=== Begin Enclosure ===

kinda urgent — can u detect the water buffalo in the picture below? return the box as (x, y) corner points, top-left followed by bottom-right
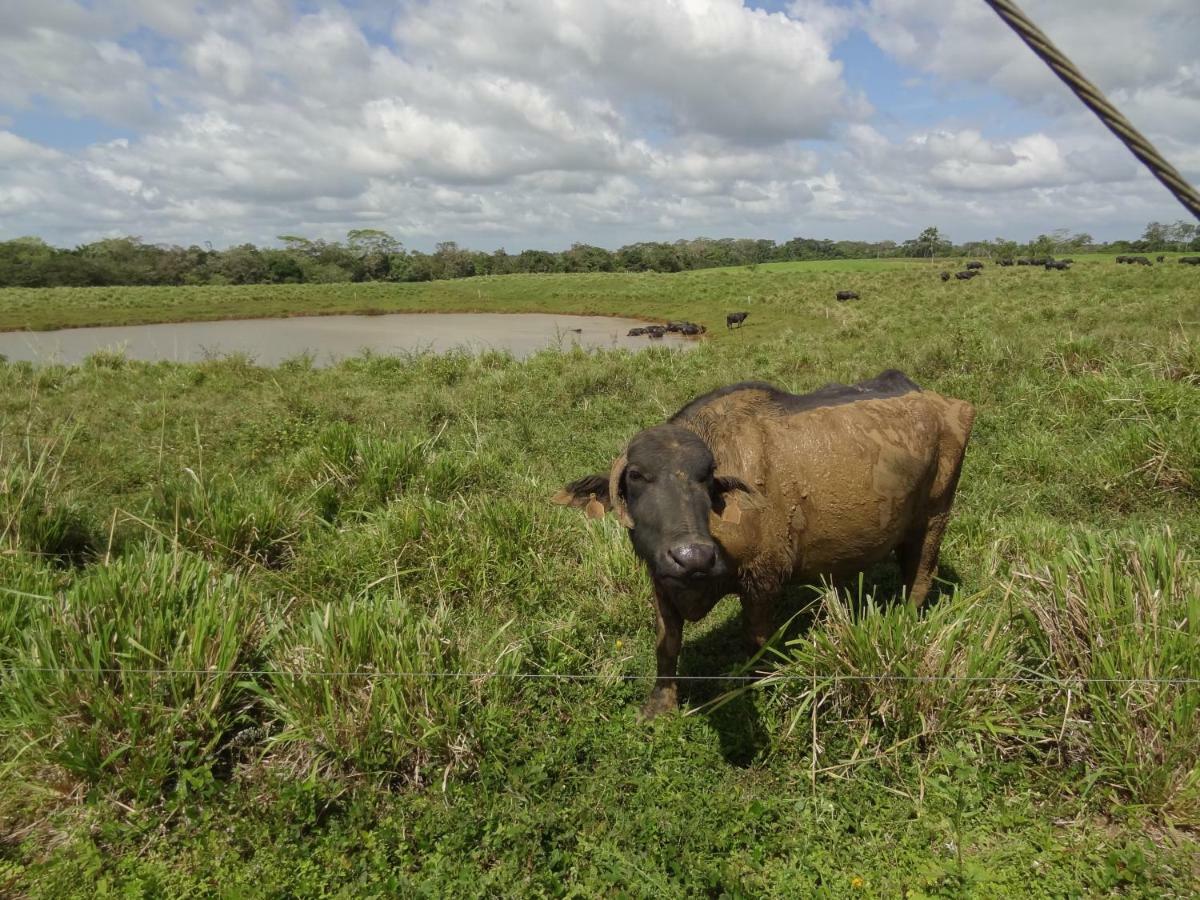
(836, 290), (860, 302)
(554, 371), (976, 718)
(646, 325), (667, 339)
(1129, 256), (1152, 266)
(1180, 257), (1200, 266)
(726, 312), (749, 329)
(1157, 255), (1165, 263)
(940, 271), (951, 282)
(965, 261), (984, 270)
(627, 327), (648, 337)
(997, 259), (1014, 267)
(954, 270), (977, 280)
(1045, 260), (1070, 270)
(678, 323), (705, 336)
(1115, 255), (1130, 264)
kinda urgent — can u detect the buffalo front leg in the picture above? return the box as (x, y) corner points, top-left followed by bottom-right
(740, 593), (773, 657)
(642, 588), (683, 720)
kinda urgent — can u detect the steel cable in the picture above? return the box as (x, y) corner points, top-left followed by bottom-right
(983, 0), (1200, 220)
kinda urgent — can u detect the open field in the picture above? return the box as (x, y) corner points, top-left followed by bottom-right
(1, 259), (1199, 895)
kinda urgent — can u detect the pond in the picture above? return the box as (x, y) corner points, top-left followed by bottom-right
(0, 313), (697, 367)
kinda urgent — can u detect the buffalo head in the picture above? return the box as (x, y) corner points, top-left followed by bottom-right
(554, 424), (752, 585)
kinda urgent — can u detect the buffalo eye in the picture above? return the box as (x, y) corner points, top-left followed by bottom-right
(626, 467), (647, 485)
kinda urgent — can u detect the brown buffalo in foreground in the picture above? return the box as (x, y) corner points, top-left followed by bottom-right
(554, 370), (975, 718)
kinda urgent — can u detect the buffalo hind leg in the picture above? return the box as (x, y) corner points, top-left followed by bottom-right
(903, 404), (973, 608)
(642, 589), (683, 719)
(899, 513), (950, 607)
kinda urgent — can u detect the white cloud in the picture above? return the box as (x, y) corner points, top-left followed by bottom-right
(0, 130), (60, 164)
(0, 1), (1194, 249)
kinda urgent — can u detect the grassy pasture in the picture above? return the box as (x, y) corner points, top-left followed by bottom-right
(1, 258), (1198, 896)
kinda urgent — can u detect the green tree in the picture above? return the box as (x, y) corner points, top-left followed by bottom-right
(347, 229), (403, 281)
(903, 227), (951, 260)
(1140, 222), (1170, 251)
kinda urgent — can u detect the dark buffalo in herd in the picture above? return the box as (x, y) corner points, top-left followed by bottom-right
(726, 312), (749, 329)
(835, 290), (860, 302)
(965, 261), (983, 270)
(1045, 260), (1071, 270)
(940, 271), (951, 281)
(629, 321), (706, 338)
(1116, 255), (1152, 265)
(1178, 257), (1200, 265)
(555, 371), (975, 718)
(954, 270), (977, 280)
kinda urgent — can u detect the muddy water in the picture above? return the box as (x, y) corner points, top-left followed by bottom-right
(0, 313), (695, 367)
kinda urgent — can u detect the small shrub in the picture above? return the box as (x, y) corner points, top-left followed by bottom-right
(154, 470), (305, 568)
(262, 592), (522, 786)
(1015, 529), (1199, 819)
(760, 586), (1030, 758)
(0, 438), (98, 564)
(0, 545), (263, 803)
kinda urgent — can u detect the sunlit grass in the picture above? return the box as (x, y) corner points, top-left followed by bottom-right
(0, 261), (1197, 894)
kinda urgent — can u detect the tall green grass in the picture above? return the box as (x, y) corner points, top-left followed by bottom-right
(758, 528), (1198, 822)
(1, 546), (260, 804)
(0, 265), (1198, 892)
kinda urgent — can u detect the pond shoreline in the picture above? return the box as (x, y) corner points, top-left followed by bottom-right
(0, 311), (701, 367)
(0, 304), (685, 334)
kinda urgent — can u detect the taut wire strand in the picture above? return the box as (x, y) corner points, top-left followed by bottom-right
(983, 0), (1200, 220)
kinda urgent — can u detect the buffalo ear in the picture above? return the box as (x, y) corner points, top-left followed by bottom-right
(607, 451), (634, 529)
(552, 473), (610, 515)
(711, 473), (752, 524)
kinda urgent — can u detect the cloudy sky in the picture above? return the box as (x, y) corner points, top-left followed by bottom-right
(1, 0), (1197, 251)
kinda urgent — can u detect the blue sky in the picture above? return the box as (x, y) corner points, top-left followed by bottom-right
(1, 0), (1195, 250)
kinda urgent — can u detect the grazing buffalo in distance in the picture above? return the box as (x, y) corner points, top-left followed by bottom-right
(1045, 260), (1070, 270)
(1017, 258), (1032, 266)
(1157, 255), (1165, 263)
(1180, 257), (1200, 266)
(628, 327), (648, 337)
(836, 290), (860, 302)
(554, 371), (976, 718)
(1115, 255), (1130, 264)
(965, 261), (984, 270)
(940, 271), (951, 282)
(954, 270), (977, 280)
(997, 259), (1014, 267)
(726, 312), (749, 329)
(1129, 256), (1152, 266)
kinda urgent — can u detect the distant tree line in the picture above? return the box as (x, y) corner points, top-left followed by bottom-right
(2, 221), (1197, 288)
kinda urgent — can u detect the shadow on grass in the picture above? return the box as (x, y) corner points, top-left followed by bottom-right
(679, 559), (962, 767)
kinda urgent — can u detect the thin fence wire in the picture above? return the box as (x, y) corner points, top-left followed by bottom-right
(1, 665), (1196, 686)
(984, 0), (1200, 219)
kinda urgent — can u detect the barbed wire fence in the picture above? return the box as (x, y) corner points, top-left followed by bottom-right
(1, 2), (1198, 694)
(0, 664), (1196, 686)
(984, 0), (1200, 220)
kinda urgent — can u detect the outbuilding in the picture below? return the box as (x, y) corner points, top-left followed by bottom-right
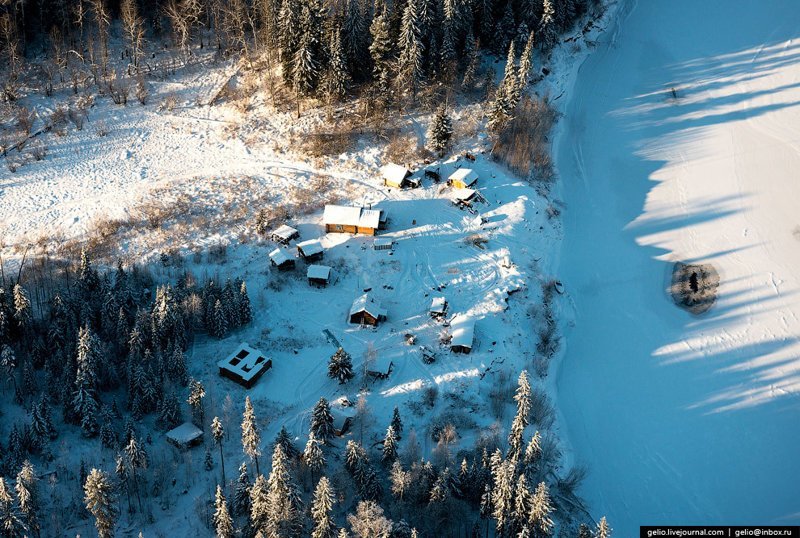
(374, 237), (394, 251)
(270, 224), (299, 245)
(381, 163), (414, 188)
(166, 422), (204, 449)
(430, 296), (448, 319)
(307, 264), (332, 287)
(448, 168), (479, 189)
(269, 247), (296, 271)
(323, 205), (383, 235)
(218, 343), (272, 388)
(349, 293), (387, 326)
(297, 239), (324, 262)
(449, 314), (475, 354)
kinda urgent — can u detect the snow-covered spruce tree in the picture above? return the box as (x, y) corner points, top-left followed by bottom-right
(73, 325), (100, 437)
(512, 473), (531, 534)
(15, 461), (40, 538)
(323, 28), (349, 104)
(279, 0), (302, 84)
(84, 468), (118, 538)
(595, 516), (612, 538)
(213, 485), (234, 538)
(537, 0), (557, 52)
(249, 474), (269, 533)
(310, 397), (335, 443)
(275, 425), (301, 459)
(577, 523), (592, 538)
(462, 30), (479, 88)
(426, 106), (453, 156)
(238, 281), (252, 326)
(389, 460), (409, 500)
(487, 63), (515, 135)
(369, 2), (393, 94)
(0, 476), (25, 537)
(157, 390), (181, 431)
(212, 416), (226, 484)
(266, 443), (305, 536)
(13, 283), (32, 336)
(293, 5), (320, 97)
(242, 396), (262, 474)
(188, 378), (206, 427)
(523, 431), (542, 477)
(397, 0), (424, 99)
(517, 31), (535, 96)
(341, 0), (368, 79)
(491, 457), (516, 536)
(347, 500), (392, 538)
(381, 425), (398, 464)
(212, 299), (228, 339)
(304, 432), (326, 484)
(233, 462), (251, 517)
(529, 481), (554, 536)
(328, 347), (354, 384)
(124, 435), (148, 513)
(310, 476), (337, 538)
(503, 40), (521, 109)
(390, 407), (403, 438)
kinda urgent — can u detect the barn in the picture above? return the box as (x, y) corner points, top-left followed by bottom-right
(269, 247), (296, 270)
(297, 239), (324, 262)
(307, 264), (332, 287)
(270, 224), (299, 245)
(448, 168), (479, 189)
(349, 293), (387, 326)
(323, 205), (383, 235)
(218, 343), (272, 388)
(449, 314), (475, 354)
(381, 163), (414, 188)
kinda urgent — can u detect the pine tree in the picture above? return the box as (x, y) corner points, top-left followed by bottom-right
(188, 379), (206, 427)
(512, 473), (531, 533)
(249, 474), (269, 533)
(293, 5), (320, 97)
(323, 28), (349, 103)
(213, 485), (234, 538)
(310, 397), (335, 442)
(595, 517), (612, 538)
(310, 476), (336, 538)
(537, 0), (557, 51)
(0, 477), (25, 537)
(391, 407), (403, 438)
(275, 426), (301, 459)
(529, 481), (554, 536)
(389, 460), (409, 500)
(233, 462), (251, 517)
(426, 106), (453, 156)
(397, 0), (424, 98)
(124, 435), (147, 513)
(577, 523), (592, 538)
(242, 396), (262, 474)
(342, 0), (367, 78)
(328, 348), (354, 384)
(304, 432), (326, 483)
(266, 443), (304, 536)
(517, 31), (535, 95)
(462, 30), (479, 88)
(381, 425), (398, 463)
(84, 469), (118, 538)
(523, 431), (542, 476)
(491, 458), (516, 536)
(205, 445), (214, 471)
(212, 416), (226, 484)
(12, 284), (32, 334)
(74, 326), (100, 437)
(369, 3), (393, 93)
(238, 282), (252, 326)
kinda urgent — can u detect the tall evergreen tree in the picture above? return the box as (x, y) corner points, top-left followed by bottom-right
(211, 416), (226, 484)
(0, 477), (25, 537)
(369, 2), (393, 93)
(15, 460), (40, 538)
(529, 481), (554, 537)
(397, 0), (424, 98)
(213, 485), (234, 538)
(249, 474), (269, 533)
(310, 476), (337, 538)
(233, 462), (251, 517)
(238, 282), (252, 326)
(537, 0), (557, 51)
(304, 432), (325, 484)
(328, 348), (354, 384)
(391, 407), (403, 438)
(595, 517), (612, 538)
(381, 425), (398, 463)
(84, 469), (118, 538)
(310, 397), (335, 442)
(426, 105), (454, 156)
(73, 326), (100, 437)
(242, 396), (262, 474)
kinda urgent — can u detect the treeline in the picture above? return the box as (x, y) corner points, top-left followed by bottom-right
(0, 0), (598, 104)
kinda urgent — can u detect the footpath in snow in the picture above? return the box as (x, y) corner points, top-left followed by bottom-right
(555, 0), (800, 533)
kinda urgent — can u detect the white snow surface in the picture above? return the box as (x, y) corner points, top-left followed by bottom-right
(555, 0), (800, 532)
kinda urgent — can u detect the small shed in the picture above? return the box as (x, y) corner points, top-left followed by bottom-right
(430, 296), (448, 319)
(218, 343), (272, 388)
(271, 224), (299, 245)
(452, 188), (478, 203)
(269, 247), (295, 271)
(297, 239), (324, 262)
(450, 314), (475, 354)
(349, 293), (387, 326)
(374, 237), (394, 251)
(323, 205), (383, 235)
(307, 264), (332, 287)
(381, 163), (414, 188)
(448, 168), (479, 189)
(166, 422), (204, 449)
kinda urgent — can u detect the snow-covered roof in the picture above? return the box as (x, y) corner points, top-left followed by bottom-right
(449, 168), (478, 186)
(374, 237), (394, 248)
(430, 296), (447, 314)
(166, 422), (203, 445)
(307, 264), (332, 281)
(450, 314), (475, 349)
(381, 163), (411, 184)
(323, 205), (381, 229)
(452, 188), (477, 201)
(269, 247), (294, 266)
(271, 224), (298, 241)
(297, 239), (324, 257)
(218, 343), (271, 382)
(349, 293), (386, 319)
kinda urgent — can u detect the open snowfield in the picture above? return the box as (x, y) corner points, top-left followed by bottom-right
(556, 0), (800, 532)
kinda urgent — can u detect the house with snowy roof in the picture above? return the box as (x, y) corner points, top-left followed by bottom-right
(270, 224), (299, 245)
(323, 205), (383, 235)
(381, 163), (419, 189)
(307, 264), (332, 287)
(349, 293), (387, 326)
(449, 314), (475, 354)
(218, 343), (272, 388)
(297, 239), (324, 262)
(269, 247), (295, 271)
(448, 168), (479, 189)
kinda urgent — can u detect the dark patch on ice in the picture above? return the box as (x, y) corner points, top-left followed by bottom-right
(670, 262), (719, 315)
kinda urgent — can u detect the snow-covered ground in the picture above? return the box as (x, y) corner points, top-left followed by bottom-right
(555, 0), (800, 532)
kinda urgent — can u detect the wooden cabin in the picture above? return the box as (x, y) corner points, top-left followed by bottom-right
(430, 296), (448, 319)
(307, 264), (332, 287)
(449, 314), (475, 354)
(269, 247), (295, 271)
(349, 293), (387, 326)
(270, 224), (299, 245)
(381, 163), (415, 188)
(218, 343), (272, 388)
(166, 422), (204, 449)
(297, 239), (324, 262)
(448, 168), (479, 189)
(374, 237), (394, 251)
(323, 205), (383, 235)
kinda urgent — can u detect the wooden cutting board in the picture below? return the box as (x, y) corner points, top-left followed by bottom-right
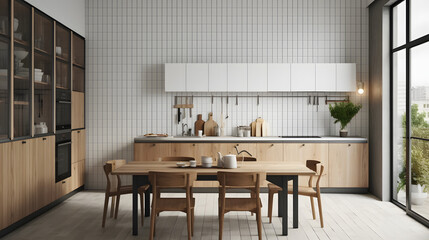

=== End Enclosure ===

[Work request]:
With the pictures removed, write out exactly the lines from the line containing "kinda urgent — can u detect the snow-covered ground" through the last line of the material above, both included.

[Response to the exercise]:
kinda urgent — can u detect the snow-covered ground in the picture above? return the box as (x, y) corner points, top-left followed by bottom-right
(555, 0), (800, 532)
kinda urgent — can u detect the wooden cabin in the picture above? return the box as (x, y) corner points, top-left followed by bottom-right
(430, 296), (448, 319)
(307, 264), (332, 287)
(449, 314), (475, 354)
(269, 247), (295, 271)
(349, 293), (387, 326)
(270, 224), (299, 245)
(381, 163), (415, 188)
(218, 343), (272, 388)
(166, 422), (204, 449)
(297, 239), (324, 262)
(448, 168), (479, 189)
(374, 237), (394, 251)
(323, 205), (383, 235)
kinda urgent — can u detect the wooden cutting board in the picture below? return the box as (x, y) corner points, top-left followed by bottom-right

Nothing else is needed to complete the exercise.